— start DATASET EXCERPTS —

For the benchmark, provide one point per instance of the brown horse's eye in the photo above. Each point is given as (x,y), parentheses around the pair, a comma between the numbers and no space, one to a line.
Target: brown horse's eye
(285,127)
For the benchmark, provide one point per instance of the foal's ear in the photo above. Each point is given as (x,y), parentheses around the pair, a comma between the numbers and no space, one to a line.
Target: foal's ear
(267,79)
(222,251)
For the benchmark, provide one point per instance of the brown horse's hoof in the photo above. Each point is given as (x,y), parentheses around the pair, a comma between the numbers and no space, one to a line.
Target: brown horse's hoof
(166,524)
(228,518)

— end DATASET EXCERPTS —
— start DATASET EXCERPTS —

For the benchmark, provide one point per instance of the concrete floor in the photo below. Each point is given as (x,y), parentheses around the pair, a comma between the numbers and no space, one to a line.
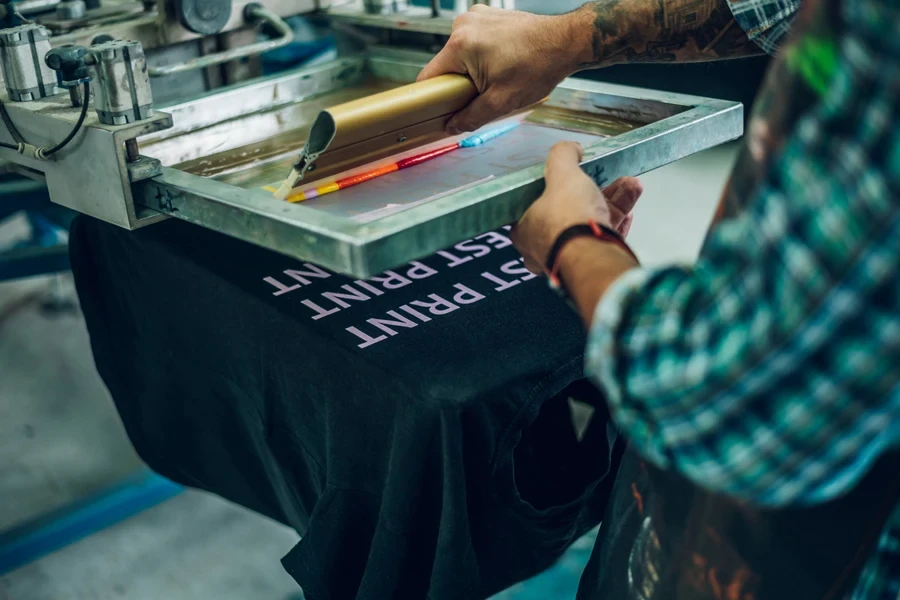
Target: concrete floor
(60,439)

— end DATASET EXCERPTS —
— start DATASET EXCERPTS —

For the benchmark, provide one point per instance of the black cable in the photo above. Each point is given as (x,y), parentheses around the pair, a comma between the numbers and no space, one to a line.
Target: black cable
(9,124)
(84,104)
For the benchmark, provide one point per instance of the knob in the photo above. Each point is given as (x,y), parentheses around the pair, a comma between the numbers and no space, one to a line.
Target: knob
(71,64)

— end DATASET EXCERPTS —

*TASK PROMPT:* Identify every line in the items above that contains the word "provide", treating uppercase and lowercase as different, and copy each of those lines in full.

*WRITTEN RESPONSE:*
For the benchmark, provide one point per instance of the brown horse's eye in the photo above. Each point is given as (x,y), parentheses around the pair, a comma between the numbers and no space, one to a line.
For the benchmark, provide one point per instance of the foal's ear in the photo above. Each point is given as (x,y), parentheses around the pair, a comma between the numbers and no space, one to a line.
For the benchmark, provide one point per instance of the brown horse's hoof in the photo above. Each point is given as (x,y), parentheses around the pair, a comma between the numbers and no space, one to a line.
For the benchmark, provide one point per instance of the concrete floor in the photo below. Each point is given as (x,y), parentheses around the pair, a comma between the numbers and no space, one to a line.
For the benchmark, provide one point per instance of the black cable in the photo above. Each point is given as (x,y), parentheses around the pair, a comma between the numbers and no space, one to a line.
For the benchmark, provide one point per instance of the knob in the photo above. Each point is given as (x,y), parentheses around the pair, a comma between the numbers and no space, one to a line.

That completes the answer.